── Quoted passage

SECTION 2. Allocation of Taxes and Tax-Related Losses
2.1 Allocation of Taxes. Except as provided in Section 2.2 (Special Rules) and Section 3.4(d) (Compensatory Equity Interests), Taxes shall be allocated as follows:
(a) Combined Returns.
(i) Allocation of Taxes for Combined Returns. Distributing shall be allocated: (A) all Taxes that are attributable to members of the Distributing Group and reported on, or required to be reported on, a Combined Return; and (B) all Taxes that are attributable to members of the Spinco Group for the Pre-Distribution Period and reported on, or required to be reported on, a Combined Return. Spinco shall be allocated all Taxes that are attributable to members of the Spinco Group for the Post-Distribution Period and reported on, or required to be reported on, a Combined Return.
(ii) Transactions Occurring on the Distribution Date. Notwithstanding the provisions of Section 2.1(a)(i) (but subject to the provisions of Section 2.2), Taxes attributable to any transaction or action taken by or with respect to any member of the Spinco Group outside the ordinary course of business before the Distribution on the Distribution Date shall be allocated to the Pre-Distribution Period, and Taxes attributable to any transaction or action taken by or with respect to any member of the Spinco Group outside the ordinary course of business after the Distribution on the Distribution Date shall be allocated to the Post-Distribution Period.
(b) Separate Returns.
(i) Spinco Separate Returns. Spinco shall be allocated all Taxes that are attributable to members of the Spinco Group and reported on, or required to be reported on, a Separate Return that is required to be filed by a member of the Spinco Group.

────
── Record extracts

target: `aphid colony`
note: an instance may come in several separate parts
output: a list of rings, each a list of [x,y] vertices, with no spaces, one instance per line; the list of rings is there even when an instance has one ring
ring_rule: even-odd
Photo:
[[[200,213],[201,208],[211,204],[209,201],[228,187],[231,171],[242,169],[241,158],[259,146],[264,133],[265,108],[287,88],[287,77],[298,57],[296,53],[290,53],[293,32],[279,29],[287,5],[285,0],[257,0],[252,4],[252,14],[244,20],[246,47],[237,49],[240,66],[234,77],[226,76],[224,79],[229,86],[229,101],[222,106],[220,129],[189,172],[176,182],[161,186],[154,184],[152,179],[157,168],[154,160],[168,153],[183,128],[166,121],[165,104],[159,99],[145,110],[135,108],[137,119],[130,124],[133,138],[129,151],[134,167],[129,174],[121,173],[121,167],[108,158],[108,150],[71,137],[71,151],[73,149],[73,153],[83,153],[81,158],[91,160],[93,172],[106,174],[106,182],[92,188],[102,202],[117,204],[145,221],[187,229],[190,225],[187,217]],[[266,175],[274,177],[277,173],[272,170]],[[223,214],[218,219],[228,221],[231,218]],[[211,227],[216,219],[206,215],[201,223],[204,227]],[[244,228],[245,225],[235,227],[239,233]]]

────

#### Short problem 1:
In the tax allocation section, which party is allocated the Taxes attributable to members of the Spinco Group for the Post-Distribution Period and reported on a Combined Return?
#### Short problem 2:
Duplicate the tax allocation section from "(b) Separate Returns." up to and including "the Spinco Group.".
#### Short problem 3:
Go on with the tax allocation section from the point where it stops.

#### Written reply 1:
Spinco is allocated those Taxes.

#### Written reply 2:
(b) Separate Returns.
(i) Spinco Separate Returns. Spinco shall be allocated all Taxes that are attributable to members of the Spinco Group and reported on, or required to be reported on, a Separate Return that is required to be filed by a member of the Spinco Group.

#### Written reply 3:
(ii) Distributing Separate Returns. Distributing shall be allocated all Taxes that are attributable to members of the Distributing Group and reported on, or required to be reported on, a Separate Return that is required to be filed by a member of the Distributing Group.
(c) Taxes Not Reported on Tax Returns. Spinco shall be allocated any Tax attributable to members of the Spinco Group that is not required to be reported on a Tax Return, and Distributing shall be allocated any Tax attributable to members of the Distributing Group that is not required to be reported on a Tax Return.
2.2 Special Rules.
(a) Transaction Taxes and Transaction Tax-Related Losses. Notwithstanding any other provision in this Section 2:
(i) Distributing shall be allocated all Transaction Taxes and Transaction Tax-Related Losses other than any Transaction Taxes and Transaction Tax-Related Losses allocated to Spinco pursuant to clause (ii) of this Section 2.2(a).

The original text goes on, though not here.